━━━━━ Data to process ━━━━━

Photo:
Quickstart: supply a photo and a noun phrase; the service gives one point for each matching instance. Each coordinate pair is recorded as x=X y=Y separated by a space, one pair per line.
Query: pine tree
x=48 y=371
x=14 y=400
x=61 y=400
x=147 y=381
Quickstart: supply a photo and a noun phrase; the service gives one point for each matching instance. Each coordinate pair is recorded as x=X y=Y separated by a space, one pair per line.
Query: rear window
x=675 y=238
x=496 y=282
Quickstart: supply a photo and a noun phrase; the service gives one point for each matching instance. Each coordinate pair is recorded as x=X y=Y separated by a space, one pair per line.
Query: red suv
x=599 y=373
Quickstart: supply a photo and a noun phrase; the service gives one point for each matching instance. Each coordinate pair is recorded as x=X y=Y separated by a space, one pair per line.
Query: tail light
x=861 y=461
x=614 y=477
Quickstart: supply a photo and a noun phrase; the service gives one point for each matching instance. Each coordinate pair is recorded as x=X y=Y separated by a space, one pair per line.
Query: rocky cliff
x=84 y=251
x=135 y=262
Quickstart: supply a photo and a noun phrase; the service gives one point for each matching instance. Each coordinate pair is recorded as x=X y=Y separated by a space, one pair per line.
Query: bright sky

━━━━━

Everything in the material above needs to be transcribed exactly.

Your response:
Photo:
Quickstart: supply a photo and a noun phrase; the service gives one point for each matching instance. Each coordinate pair is recorded as x=X y=Y separated by a space, one pair per line.
Query: pine tree
x=48 y=371
x=14 y=400
x=61 y=400
x=147 y=381
Quickstart: supply a photo and a noun phrase; the service gives one point for each matching instance. Each coordinate pair is recorded as x=X y=Y separated by a space, one pair per line.
Query: rear window
x=675 y=238
x=496 y=282
Quickstart: supply a photo and a noun phrase; the service gives one point for each matching instance. Each coordinate pair is recorded as x=X y=Y separated by a space, one pair per line.
Query: red suv
x=599 y=373
Quickstart: supply a photo and a noun phrase; the service gives one point for each matching instance. Each coordinate pair is recorded as x=X y=Y separated by a space, one pair per line.
Query: tail light
x=861 y=461
x=614 y=477
Quickstart: supply a photo and a noun phrase; the service gives one point for each matching instance. Each coordinate pair is recorded as x=X y=Y separated by a space, one pair per line.
Query: rocky cliff
x=84 y=251
x=135 y=262
Quickstart: supply a photo and a noun phrase; the service gives one point for each matching instance. Each coordinate pair is recorded as x=X y=Y separated by a space, one pair per line.
Query: bright sky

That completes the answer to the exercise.